+++ Extract

3.2. Exploration and Exploitation Behavior of JADEGMO

The exploration phase of JADEGMO is primarily driven by the JADE component. JADE’s adaptive parameter control and external archive significantly contribute to maintaining diversity in the population and preventing premature convergence. JADE dynamically adjusts the crossover rate $C{R}_i$ and scaling factor $F_i$ for each individual using normal and Cauchy distributions, as described in Equations (1) and (2). This adaptability allows the algorithm to explore different regions of the search space effectively.

The mutation process, as shown in Equation (3), generates mutant vectors by combining the best individual and randomly selected individuals from the population or archive. This helps with exploring new solutions that are not confined to the vicinity of the current population. Additionally, JADE maintains an external archive $\mathbf{A}$ of superior solutions that are not part of the current population. This archive enhances the algorithm’s exploratory capability by providing a diverse set of solutions that can be used in the mutation process, ensuring that the search does not become stuck in local optima. During the mutation process, the algorithm randomly selects individuals from the population and the archive. This random selection introduces variability and helps with exploring a wide range of solutions.

++++++
+++ Listed records

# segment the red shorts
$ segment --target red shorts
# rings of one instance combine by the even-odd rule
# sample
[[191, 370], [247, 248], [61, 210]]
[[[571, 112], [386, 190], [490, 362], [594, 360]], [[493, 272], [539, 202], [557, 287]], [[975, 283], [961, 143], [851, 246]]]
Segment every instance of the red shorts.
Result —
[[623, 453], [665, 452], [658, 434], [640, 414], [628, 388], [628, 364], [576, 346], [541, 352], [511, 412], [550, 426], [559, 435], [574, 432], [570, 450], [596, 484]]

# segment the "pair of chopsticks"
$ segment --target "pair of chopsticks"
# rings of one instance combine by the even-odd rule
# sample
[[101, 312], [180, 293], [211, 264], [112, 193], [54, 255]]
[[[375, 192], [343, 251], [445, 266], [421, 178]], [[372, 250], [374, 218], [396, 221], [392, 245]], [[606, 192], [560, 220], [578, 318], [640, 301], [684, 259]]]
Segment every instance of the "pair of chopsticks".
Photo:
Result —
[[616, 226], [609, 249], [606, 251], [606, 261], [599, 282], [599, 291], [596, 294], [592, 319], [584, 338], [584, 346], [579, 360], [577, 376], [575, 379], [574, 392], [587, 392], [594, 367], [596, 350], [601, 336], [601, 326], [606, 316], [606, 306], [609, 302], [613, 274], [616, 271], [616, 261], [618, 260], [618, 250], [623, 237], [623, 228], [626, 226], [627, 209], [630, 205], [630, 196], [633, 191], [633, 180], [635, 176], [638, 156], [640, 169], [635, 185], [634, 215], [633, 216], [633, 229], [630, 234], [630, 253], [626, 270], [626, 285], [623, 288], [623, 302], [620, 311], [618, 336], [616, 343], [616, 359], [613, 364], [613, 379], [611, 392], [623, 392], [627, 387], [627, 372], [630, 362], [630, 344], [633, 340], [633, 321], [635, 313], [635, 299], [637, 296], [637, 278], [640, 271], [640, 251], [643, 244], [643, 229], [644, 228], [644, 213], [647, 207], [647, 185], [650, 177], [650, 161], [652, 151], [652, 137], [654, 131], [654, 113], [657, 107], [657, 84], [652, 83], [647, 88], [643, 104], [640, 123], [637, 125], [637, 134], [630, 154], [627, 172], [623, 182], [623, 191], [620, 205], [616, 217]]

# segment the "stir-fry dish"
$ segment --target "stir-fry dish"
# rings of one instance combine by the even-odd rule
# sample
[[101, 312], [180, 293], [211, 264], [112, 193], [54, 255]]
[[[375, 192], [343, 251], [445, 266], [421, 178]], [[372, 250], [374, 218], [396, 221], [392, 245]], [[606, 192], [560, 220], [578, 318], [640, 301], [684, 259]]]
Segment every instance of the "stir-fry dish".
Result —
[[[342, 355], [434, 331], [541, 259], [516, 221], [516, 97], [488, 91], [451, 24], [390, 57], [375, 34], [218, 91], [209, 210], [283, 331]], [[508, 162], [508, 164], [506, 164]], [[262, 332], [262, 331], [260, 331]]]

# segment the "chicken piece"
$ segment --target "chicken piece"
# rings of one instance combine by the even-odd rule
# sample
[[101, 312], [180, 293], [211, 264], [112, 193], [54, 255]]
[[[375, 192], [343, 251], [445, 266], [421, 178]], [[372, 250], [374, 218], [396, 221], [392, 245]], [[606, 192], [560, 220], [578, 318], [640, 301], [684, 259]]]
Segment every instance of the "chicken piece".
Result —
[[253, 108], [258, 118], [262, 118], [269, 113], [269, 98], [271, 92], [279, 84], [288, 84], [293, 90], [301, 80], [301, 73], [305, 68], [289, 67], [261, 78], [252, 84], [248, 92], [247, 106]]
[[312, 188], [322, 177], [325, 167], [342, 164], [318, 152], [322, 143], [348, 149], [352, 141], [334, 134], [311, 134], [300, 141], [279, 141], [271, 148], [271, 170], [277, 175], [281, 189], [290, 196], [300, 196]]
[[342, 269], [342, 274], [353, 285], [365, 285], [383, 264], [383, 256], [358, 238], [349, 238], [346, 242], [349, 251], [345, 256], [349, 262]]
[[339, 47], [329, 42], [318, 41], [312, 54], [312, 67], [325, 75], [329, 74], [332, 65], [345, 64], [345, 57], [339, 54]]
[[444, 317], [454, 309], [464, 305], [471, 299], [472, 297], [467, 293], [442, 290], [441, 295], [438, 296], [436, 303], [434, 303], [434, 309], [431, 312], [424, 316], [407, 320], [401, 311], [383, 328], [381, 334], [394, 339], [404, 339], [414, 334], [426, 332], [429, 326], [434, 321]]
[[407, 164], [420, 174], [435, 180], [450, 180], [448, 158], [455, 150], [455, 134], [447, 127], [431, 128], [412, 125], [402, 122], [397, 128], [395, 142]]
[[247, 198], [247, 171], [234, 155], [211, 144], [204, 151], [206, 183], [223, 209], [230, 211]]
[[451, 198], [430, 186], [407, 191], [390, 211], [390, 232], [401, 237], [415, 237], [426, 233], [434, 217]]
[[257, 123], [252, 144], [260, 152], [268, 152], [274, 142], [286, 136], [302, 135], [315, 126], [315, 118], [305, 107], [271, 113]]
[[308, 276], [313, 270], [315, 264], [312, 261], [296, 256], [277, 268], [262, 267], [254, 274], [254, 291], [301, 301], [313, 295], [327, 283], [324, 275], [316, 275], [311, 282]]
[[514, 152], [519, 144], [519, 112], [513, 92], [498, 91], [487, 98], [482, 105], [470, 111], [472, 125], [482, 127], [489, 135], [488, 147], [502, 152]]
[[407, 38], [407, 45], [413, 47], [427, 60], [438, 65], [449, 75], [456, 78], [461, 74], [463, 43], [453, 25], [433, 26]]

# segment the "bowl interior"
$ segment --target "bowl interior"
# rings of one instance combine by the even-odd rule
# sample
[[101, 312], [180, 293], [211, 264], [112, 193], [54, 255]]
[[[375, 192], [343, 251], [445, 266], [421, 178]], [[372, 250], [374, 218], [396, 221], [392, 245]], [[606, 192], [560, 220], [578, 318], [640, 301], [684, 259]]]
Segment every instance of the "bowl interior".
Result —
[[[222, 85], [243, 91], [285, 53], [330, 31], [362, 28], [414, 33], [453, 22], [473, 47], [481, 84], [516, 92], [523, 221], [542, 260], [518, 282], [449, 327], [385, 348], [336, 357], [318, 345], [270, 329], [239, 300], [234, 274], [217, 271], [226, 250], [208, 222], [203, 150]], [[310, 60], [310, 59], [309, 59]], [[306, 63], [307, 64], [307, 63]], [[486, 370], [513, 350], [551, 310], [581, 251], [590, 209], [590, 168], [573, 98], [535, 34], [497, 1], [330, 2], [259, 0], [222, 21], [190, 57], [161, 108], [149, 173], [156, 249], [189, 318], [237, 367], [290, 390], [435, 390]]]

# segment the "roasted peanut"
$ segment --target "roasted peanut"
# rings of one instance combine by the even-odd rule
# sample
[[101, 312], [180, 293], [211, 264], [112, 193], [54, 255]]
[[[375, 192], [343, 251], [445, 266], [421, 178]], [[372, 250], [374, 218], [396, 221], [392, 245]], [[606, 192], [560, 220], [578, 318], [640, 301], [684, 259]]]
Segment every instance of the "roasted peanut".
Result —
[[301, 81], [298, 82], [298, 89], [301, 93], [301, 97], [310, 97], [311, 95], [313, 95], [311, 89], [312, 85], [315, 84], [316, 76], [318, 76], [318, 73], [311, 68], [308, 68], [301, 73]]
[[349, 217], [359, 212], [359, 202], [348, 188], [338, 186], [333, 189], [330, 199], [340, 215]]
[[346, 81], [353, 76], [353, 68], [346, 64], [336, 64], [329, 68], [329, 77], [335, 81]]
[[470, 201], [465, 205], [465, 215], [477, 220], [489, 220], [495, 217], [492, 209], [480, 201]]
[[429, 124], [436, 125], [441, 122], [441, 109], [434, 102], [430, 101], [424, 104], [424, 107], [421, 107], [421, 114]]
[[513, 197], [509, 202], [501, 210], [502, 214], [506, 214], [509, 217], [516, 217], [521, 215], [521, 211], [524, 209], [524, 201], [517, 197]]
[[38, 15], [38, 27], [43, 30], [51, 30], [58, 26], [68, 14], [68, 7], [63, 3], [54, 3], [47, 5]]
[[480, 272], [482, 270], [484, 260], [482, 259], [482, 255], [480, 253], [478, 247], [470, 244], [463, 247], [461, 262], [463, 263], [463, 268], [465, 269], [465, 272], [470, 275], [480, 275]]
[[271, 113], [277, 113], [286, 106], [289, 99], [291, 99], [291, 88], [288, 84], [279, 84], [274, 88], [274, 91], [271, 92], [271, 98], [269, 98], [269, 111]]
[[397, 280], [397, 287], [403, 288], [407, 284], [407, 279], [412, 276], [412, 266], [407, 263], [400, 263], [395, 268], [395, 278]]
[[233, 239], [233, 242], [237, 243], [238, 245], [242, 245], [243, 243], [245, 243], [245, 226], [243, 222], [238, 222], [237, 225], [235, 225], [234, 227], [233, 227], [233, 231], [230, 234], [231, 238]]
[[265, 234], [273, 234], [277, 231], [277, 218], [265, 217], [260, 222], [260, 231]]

++++++

■ To be done
1: Decide whether each statement below agrees with the JADEGMO excerpt. Answer yes or no for each, and quote the deciding words from the excerpt.
(a) JADE adjusts its crossover rate and scaling factor using normal and Cauchy distributions.
(b) The external archive stores solutions that belong to the current population.
(c) During mutation, individuals are selected only from the population.
2: Write the next part of the JADEGMO excerpt, starting after its final sentence.
The data has no connection to the JADEGMO excerpt.

■ Answers by task
1:
(a) Yes: "JADE dynamically adjusts the crossover rate $C{R}_i$ and scaling factor $F_i$ for each individual using normal and Cauchy distributions"
(b) No: "an external archive $\mathbf{A}$ of superior solutions that are not part of the current population"
(c) No: "the algorithm randomly selects individuals from the population and the archive"

2:
Exploitation Behavior

The exploitation phase of JADEGMO is significantly enhanced by the GMO component, which focuses on refining the search around the promising regions of the solution space. GMO selects the best individuals (elite solutions) based on their fitness values. The number of elite solutions decreases linearly from $k_{max}$ to $k_{min}$ over the iterations, as shown in Equation (6). This focus on elite solutions ensures that the algorithm exploits the most promising areas of the search space.

The guide solutions ${\mathbf{G}}_i$, computed using the dual-fitness indices (DFIs) as shown in Equation (8), direct the search towards regions with high potential. These guide solutions help refine the search and improve the quality of the solutions. GMO updates the velocities of the particles using an inertia weight factor w and the difference between the mutated guide solutions and current positions, as shown in Equation (9). This mechanism ensures that the particles are directed towards better solutions, enhancing the exploitation of the search space. The position update, as described in Equation (10), moves the particles closer to the guide solutions, further refining the search around the best-found solutions.

The DFI, calculated as shown in Equation (7), assesses the quality of each solution by considering the fitness values of the other solutions in the population. This index helps with identifying the most promising solutions for exploitation, ensuring that the algorithm focuses its efforts on the best areas of the search space.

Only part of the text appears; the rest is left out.